[Excerpts of pointing data]
········

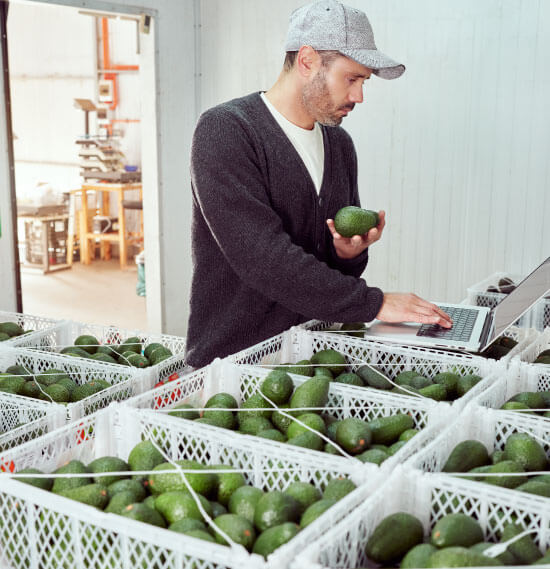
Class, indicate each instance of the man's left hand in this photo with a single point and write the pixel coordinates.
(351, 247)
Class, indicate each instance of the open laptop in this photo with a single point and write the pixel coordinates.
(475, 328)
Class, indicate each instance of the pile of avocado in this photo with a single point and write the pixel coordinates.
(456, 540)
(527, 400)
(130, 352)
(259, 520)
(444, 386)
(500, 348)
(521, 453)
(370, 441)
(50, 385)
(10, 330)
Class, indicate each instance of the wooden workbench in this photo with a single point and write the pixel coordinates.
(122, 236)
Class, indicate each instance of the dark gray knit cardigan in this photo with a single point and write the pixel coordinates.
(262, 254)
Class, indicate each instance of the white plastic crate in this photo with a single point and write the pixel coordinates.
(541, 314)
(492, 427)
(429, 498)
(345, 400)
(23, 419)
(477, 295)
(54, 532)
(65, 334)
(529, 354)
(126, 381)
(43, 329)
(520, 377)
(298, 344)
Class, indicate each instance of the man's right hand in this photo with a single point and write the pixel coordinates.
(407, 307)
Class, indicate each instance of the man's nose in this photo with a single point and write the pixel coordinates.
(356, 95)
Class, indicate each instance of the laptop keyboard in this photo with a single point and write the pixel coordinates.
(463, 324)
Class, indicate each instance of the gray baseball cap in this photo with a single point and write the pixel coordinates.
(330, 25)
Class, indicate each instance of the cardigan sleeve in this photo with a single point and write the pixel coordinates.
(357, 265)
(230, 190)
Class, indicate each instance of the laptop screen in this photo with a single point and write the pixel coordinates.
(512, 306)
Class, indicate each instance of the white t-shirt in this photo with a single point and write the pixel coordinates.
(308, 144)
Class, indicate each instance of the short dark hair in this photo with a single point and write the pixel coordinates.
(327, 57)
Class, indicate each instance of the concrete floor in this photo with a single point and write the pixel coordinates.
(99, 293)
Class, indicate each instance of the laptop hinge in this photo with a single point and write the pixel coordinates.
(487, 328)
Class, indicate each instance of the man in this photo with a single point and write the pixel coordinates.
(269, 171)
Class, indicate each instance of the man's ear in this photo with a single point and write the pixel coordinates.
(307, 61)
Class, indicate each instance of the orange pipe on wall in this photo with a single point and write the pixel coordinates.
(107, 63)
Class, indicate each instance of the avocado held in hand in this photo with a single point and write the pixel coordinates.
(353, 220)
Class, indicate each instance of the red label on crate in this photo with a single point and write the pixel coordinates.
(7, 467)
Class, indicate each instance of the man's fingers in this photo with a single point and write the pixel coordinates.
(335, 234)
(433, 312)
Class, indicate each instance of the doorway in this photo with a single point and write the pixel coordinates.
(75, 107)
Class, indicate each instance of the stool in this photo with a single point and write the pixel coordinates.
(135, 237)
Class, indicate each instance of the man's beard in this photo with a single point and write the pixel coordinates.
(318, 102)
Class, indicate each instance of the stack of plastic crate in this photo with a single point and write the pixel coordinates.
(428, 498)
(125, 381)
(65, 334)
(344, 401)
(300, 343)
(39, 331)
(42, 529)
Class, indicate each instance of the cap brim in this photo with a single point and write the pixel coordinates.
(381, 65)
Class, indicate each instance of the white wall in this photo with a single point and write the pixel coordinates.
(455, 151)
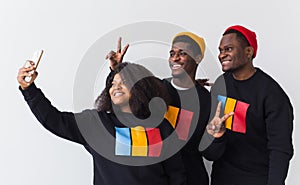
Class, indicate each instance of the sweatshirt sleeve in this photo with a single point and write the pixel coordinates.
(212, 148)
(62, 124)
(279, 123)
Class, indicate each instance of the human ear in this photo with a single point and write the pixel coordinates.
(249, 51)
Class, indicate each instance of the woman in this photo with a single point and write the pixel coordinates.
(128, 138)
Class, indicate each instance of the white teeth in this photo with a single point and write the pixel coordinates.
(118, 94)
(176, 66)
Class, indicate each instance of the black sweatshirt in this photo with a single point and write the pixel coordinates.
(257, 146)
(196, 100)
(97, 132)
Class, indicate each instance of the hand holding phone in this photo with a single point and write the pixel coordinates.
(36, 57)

········

- PROBLEM STATEMENT -
Copy the listing exactly. Any image in it stays out of the copy.

- ANSWER TO THE PROBLEM -
Class, indicate each instance of the man's left hand in this photo with a single point and write the pixel coordinates.
(351, 247)
Class, indicate each instance of the open laptop in this photo with a single point and write the pixel coordinates.
(475, 328)
Class, indicate each instance of the pile of avocado in this photo with a single point and write the pixel coordinates.
(456, 540)
(527, 400)
(130, 352)
(259, 520)
(444, 386)
(500, 348)
(521, 453)
(370, 441)
(50, 385)
(10, 330)
Class, indicate each instance of the wooden workbench in this photo with a single point and write the pixel coordinates.
(122, 236)
Class, indicate each instance of the dark gray knit cardigan in this photo with a single point and write the pixel coordinates.
(262, 254)
Class, indicate each instance of the white plastic crate in this photo with a single point and write the pixel coordinates.
(541, 314)
(492, 427)
(429, 498)
(345, 400)
(23, 419)
(477, 295)
(54, 532)
(65, 334)
(529, 354)
(126, 381)
(43, 329)
(520, 377)
(298, 344)
Class, indicate each instance of the man's right hand in this photo with a single point and write the pixel coordinates.
(407, 307)
Class, indicate each instance of the man's nose in this photo with a single point and write the pixel coordinates.
(356, 95)
Class, indicate each instance of the laptop keyboard in this photo with a single point and write the pixel coordinates.
(463, 324)
Class, indicate each instance of the gray baseball cap in this photo with a single point and write the pixel coordinates.
(330, 25)
Class, indicate each instance of the cardigan sleeve in this photo with a single point and write the pixel coordinates.
(357, 265)
(230, 190)
Class, indicate each instance of the laptop screen in this photo with a single point and write the pixel coordinates.
(512, 306)
Class, indicate each instance of the white t-shirt in this photo with a single point and write the pixel coordinates.
(308, 144)
Class, indicate each instance of the short dark hair in this photo with a single point and write the pixel coordinates.
(327, 57)
Class, indicate each instance of the concrete floor in this photo with a single point and write the pixel coordinates.
(99, 293)
Class, indicate each instance of the laptop hinge in this photo with a single point and write the pixel coordinates.
(487, 328)
Class, indicate each instance of the man in this photo with a single point and write the pixel coordinates.
(269, 171)
Class, indicate each instance of the man's ear in this photo with a single point and write the pixel coordinates.
(307, 61)
Class, indicate each instance of the orange pipe on wall in this photo with a single point and write the pixel coordinates.
(107, 63)
Class, indicate each instance of the avocado held in hand in this photo with a single point and write the pixel coordinates.
(353, 220)
Class, indicate each instance of the red label on crate in this photo with a single point and write the pixel coordinates.
(7, 467)
Class, indicate each instance of the man's fingers in this photo with a single point and write the pixel coordinates.
(335, 234)
(433, 312)
Class, indicate each instance of the doorway in this photo with a single point and write the pixel coordinates.
(75, 107)
Class, indicate each instance of the stool in this photo with a single point and write the pixel coordinates.
(135, 237)
Class, indicate each instance of the man's beard in this photo with a single point and write the pixel coordinates.
(318, 102)
Class, indicate each instance of the stack of plastic crate in this photo with a single point and write the pixel coordinates.
(428, 498)
(125, 381)
(65, 334)
(344, 401)
(300, 343)
(39, 331)
(42, 529)
Class, indicate each instance of the cap brim in this photo with a single point and write the pixel coordinates.
(381, 65)
Class, indicate each instance of the white wall in this photo with a single point and write the pixel coordinates.
(455, 151)
Class, indicate each instance of the sweatshirt sleeve in this photo with a single point and write the pixel coordinates.
(212, 148)
(62, 124)
(279, 123)
Class, indicate each instance of the human ear in this photo with a single point and write the pixel coordinates.
(249, 51)
Class, indicate each instance of the woman in this photo with a single point and write the pixel coordinates.
(128, 138)
Class, indicate each instance of the white teeth in this photo with a single point and write the pixel coordinates.
(118, 94)
(176, 66)
Class, indicate each instance of the black sweatshirt in this photo with a single point and write the pixel coordinates.
(257, 146)
(196, 100)
(97, 132)
Class, indicate each instance of the hand holding phone in this photo with a single point and write the pixel coordinates.
(36, 57)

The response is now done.